● Extract to read
# The war on Florida green Iguanas is ON



## ZEROPILOT (Jul 3, 2019)

Florida Fish and Wildlife has just announced that it is now legal to kill green Iguanas on both public and private lands.
Without specifics on exactly HOW to kill them. I'm sure many will be maimed and tortured and then die.
Talk about too little too late...
There are literally millions of them here.
They seem more common that any other lizard in some areas.
The issue is our warm winters.
It has to get below 50 and stay there for about 72 hours (from what I've seen) to kill them naturally. And that hasnt happened in several years.
These aren't released pets. These are distant relatives are this point.
Sad.
And probably too late to act at all.


----------



## Toddrickfl1 (Jul 3, 2019)

ZEROPILOT said:


> Florida Fish and Wildlife has just announced that it is now legal to kill green Iguanas on both public and private lands.

● Problems and tasks
[A] Reproduce the passage of the iguana thread from "# The war on" up to and including "and then die.".
[B] According to the opening post of the iguana thread, what weather condition is needed to kill green iguanas naturally?

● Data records
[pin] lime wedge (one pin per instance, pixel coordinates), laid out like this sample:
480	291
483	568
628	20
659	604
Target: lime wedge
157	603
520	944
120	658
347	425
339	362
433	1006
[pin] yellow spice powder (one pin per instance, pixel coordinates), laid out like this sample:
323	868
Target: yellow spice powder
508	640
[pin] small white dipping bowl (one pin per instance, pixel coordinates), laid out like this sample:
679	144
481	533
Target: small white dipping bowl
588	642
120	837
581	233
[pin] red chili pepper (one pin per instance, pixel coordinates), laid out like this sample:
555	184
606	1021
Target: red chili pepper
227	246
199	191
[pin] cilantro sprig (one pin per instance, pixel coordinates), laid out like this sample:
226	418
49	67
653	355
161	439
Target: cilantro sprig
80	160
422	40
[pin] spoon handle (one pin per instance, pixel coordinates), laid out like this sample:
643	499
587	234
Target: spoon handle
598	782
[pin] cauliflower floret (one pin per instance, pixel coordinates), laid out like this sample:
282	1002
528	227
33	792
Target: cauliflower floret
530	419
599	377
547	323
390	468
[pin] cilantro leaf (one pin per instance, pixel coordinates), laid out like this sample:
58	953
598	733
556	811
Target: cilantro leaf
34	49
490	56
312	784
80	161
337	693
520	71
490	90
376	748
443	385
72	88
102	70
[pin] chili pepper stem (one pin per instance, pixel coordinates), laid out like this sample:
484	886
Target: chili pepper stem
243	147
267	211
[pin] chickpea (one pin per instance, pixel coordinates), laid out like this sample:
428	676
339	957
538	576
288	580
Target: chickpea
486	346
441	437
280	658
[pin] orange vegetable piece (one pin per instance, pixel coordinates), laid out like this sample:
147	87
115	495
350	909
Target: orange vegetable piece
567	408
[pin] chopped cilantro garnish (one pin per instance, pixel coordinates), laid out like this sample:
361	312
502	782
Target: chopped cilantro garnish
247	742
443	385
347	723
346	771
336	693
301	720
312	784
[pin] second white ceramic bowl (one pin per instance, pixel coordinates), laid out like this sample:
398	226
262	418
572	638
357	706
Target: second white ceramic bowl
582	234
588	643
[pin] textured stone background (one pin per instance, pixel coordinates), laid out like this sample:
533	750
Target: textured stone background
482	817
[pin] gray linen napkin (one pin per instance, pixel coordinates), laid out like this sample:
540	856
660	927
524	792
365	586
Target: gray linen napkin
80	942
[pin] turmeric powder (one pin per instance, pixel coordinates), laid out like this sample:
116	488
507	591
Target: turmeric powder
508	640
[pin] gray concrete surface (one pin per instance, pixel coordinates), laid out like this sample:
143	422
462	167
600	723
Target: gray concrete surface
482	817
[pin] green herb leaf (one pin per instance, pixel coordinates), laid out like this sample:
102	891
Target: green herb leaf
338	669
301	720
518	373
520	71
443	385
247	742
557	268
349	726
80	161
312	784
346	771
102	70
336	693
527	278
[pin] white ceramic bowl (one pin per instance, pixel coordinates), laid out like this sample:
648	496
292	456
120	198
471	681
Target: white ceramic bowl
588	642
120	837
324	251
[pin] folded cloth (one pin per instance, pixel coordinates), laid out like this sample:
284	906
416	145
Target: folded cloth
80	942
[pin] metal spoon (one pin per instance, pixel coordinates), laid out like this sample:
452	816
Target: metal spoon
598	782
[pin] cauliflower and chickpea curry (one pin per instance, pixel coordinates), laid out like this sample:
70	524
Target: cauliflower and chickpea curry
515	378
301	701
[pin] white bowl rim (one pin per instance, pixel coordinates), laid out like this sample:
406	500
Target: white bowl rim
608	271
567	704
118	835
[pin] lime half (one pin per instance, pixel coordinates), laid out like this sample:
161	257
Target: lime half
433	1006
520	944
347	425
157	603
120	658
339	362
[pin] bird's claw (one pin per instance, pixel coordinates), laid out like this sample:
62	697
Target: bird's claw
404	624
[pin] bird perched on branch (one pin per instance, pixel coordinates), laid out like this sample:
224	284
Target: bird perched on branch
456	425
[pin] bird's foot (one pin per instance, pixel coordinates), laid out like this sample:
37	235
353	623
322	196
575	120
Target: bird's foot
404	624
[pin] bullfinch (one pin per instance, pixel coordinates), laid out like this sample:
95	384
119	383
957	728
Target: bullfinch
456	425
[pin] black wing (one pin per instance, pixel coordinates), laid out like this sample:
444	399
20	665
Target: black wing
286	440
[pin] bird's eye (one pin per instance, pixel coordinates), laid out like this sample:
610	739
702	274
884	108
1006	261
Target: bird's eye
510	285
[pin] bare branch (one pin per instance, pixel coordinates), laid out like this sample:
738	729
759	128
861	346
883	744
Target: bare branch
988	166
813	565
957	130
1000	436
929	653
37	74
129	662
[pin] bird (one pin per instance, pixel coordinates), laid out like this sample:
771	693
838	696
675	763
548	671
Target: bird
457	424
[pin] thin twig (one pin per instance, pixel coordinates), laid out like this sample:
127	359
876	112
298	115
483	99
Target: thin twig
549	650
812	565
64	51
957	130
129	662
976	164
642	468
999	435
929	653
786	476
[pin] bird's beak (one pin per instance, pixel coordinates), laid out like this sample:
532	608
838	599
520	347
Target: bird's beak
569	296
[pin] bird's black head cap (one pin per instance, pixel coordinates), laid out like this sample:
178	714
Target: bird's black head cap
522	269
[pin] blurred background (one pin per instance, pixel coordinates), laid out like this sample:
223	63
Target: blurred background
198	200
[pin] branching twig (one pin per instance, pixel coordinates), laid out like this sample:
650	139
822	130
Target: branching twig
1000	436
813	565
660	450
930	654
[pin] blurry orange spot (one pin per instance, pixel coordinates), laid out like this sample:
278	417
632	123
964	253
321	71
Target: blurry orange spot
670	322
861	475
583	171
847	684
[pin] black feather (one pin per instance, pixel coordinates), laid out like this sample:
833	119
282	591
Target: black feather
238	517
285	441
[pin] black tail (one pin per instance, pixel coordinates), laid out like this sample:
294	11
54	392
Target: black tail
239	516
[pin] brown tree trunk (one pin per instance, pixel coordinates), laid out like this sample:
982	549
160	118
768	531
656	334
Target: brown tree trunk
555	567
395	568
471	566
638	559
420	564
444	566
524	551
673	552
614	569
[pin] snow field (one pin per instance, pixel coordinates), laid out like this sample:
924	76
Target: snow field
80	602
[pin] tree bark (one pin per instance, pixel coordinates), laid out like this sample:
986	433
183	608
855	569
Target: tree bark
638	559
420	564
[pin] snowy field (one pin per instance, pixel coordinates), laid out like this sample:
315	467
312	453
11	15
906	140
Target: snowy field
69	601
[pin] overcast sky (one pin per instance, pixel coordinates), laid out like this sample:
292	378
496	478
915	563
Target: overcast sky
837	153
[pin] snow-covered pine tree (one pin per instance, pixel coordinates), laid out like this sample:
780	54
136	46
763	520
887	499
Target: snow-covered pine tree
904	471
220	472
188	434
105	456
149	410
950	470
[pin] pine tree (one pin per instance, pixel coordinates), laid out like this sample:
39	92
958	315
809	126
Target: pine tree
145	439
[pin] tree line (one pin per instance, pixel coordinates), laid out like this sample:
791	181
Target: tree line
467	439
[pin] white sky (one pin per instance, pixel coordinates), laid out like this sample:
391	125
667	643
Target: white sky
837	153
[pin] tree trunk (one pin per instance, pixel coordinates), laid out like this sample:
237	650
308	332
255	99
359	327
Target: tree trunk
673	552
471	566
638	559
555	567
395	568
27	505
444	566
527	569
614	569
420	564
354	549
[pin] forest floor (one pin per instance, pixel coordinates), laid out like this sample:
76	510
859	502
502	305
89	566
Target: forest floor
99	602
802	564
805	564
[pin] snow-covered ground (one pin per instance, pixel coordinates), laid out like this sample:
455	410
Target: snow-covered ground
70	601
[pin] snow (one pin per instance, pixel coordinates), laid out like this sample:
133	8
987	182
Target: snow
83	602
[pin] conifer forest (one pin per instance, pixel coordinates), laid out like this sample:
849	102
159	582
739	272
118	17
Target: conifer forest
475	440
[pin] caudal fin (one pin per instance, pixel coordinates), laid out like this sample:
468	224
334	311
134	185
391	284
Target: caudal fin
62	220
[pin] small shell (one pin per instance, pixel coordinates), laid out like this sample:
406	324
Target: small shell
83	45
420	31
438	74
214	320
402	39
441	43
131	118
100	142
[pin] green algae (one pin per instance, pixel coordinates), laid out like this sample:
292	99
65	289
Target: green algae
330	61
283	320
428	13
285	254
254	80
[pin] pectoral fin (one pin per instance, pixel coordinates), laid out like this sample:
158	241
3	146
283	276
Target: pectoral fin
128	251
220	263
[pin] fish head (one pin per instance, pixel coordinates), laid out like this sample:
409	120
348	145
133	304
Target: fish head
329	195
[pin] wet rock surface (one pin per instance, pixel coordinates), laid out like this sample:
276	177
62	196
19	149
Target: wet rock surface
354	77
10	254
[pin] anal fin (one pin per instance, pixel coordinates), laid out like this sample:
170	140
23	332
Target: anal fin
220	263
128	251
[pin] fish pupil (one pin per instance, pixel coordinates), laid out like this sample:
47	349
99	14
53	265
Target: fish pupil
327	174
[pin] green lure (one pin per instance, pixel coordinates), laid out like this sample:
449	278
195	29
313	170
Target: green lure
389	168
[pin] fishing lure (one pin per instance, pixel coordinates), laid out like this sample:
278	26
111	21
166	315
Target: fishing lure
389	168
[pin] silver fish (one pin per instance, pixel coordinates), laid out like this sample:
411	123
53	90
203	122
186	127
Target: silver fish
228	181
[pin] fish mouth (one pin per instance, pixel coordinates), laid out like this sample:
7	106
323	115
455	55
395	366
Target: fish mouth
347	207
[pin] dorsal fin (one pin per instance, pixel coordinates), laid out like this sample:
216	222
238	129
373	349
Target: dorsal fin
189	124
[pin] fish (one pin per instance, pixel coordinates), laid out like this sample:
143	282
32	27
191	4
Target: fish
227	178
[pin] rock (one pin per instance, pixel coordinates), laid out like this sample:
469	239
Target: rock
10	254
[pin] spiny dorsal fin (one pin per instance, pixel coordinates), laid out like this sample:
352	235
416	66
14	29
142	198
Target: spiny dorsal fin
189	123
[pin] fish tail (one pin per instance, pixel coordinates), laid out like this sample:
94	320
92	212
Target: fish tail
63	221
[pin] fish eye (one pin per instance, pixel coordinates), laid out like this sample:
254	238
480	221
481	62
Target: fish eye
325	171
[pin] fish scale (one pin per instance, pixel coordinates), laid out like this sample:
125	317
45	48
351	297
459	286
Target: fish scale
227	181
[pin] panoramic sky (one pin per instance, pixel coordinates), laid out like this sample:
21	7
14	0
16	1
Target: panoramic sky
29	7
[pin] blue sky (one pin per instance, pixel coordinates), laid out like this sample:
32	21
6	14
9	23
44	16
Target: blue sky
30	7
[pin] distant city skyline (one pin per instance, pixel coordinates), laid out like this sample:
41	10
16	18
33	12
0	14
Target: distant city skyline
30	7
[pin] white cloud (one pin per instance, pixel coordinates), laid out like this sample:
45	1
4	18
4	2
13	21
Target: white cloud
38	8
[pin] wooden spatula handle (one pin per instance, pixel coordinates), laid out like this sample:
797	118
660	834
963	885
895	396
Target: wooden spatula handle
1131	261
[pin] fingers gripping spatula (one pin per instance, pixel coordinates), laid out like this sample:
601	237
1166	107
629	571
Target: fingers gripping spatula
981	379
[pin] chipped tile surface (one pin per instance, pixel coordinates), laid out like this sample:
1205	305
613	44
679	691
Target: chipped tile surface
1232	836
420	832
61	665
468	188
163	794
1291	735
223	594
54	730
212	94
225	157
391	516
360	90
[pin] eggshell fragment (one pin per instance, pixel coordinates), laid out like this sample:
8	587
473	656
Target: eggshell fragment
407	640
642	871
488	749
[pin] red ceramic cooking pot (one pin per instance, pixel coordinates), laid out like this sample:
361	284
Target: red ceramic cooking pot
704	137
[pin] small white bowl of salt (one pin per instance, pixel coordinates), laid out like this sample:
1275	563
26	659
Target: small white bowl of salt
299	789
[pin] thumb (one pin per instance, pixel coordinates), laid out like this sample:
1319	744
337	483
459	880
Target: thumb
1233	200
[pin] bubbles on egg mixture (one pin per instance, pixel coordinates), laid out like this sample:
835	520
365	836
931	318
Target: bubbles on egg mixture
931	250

● Solutions to each task
[A]
# The war on Florida green Iguanas is ON



## ZEROPILOT (Jul 3, 2019)

Florida Fish and Wildlife has just announced that it is now legal to kill green Iguanas on both public and private lands.
Without specifics on exactly HOW to kill them. I'm sure many will be maimed and tortured and then die.

[B] The temperature has to drop below 50 and stay there for about 72 hours.